## ACTION ITEM
Across the data below, how many lines have the word "instance" in them? Respond with the number alone.

[Collected data entries]

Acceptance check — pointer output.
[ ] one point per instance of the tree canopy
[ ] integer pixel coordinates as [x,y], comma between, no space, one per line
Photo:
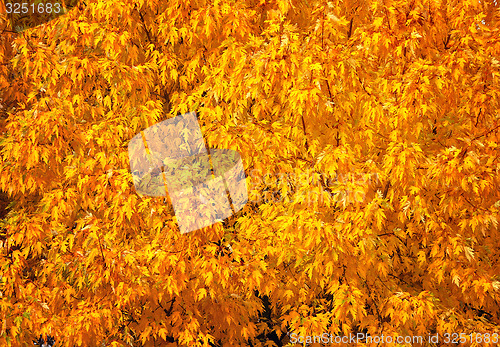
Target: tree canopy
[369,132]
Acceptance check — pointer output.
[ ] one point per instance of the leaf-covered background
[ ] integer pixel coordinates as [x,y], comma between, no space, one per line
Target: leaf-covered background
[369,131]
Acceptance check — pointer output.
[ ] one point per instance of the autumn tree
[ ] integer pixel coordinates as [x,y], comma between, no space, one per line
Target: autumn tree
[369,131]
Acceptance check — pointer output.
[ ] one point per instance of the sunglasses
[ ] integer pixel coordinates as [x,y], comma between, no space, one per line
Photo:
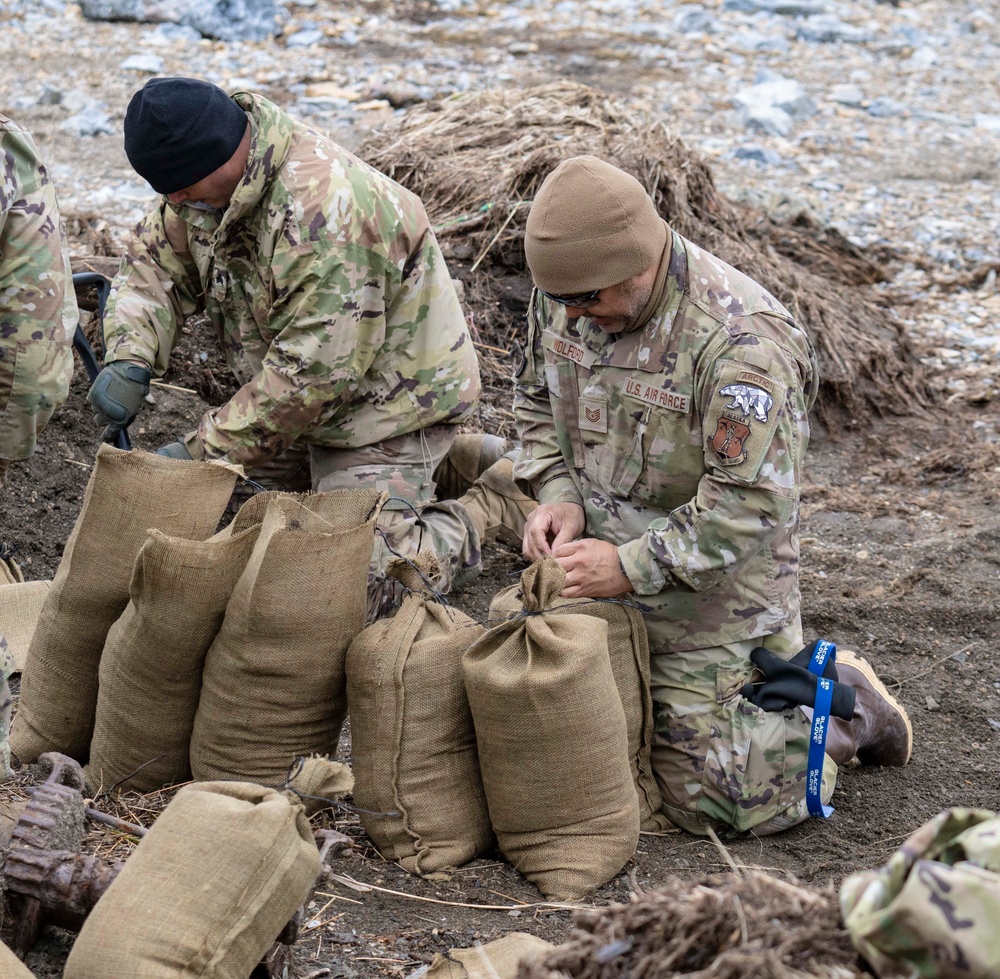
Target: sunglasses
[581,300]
* * *
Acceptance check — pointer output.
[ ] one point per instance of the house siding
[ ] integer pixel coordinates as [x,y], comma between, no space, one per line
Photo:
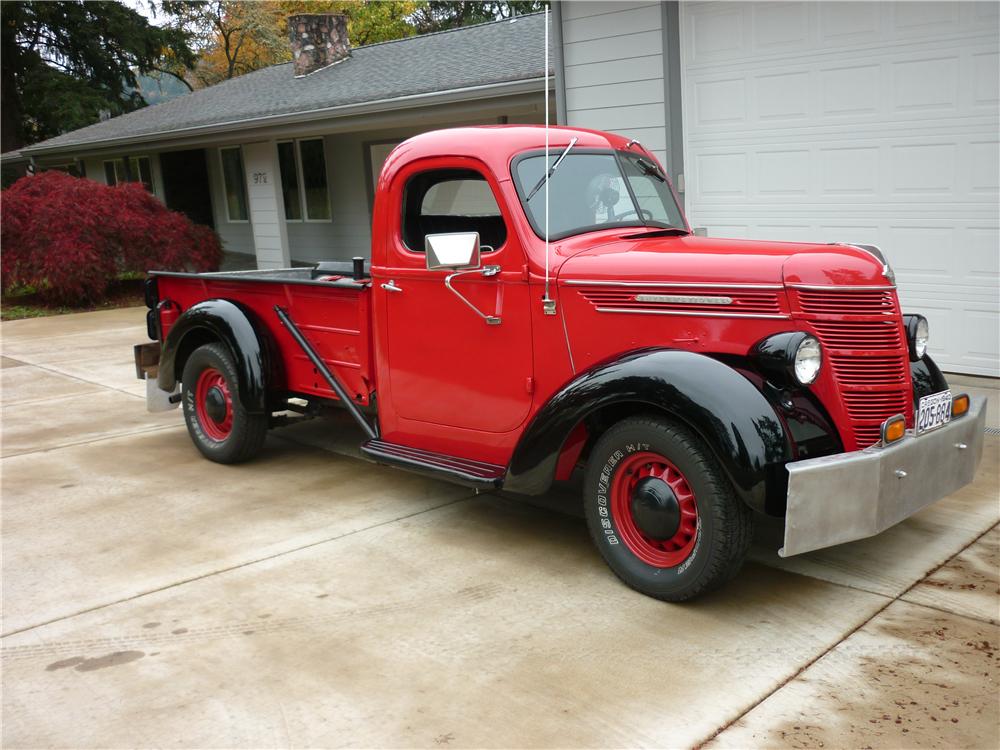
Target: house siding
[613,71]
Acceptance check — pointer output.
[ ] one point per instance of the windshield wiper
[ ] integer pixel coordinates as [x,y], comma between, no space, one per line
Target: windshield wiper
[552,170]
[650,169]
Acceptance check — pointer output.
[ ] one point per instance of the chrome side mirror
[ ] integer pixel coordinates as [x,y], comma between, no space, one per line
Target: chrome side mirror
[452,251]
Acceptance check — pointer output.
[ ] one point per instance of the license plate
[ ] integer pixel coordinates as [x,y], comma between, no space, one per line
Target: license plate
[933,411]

## SOLUTION TO THIS EXERCISE
8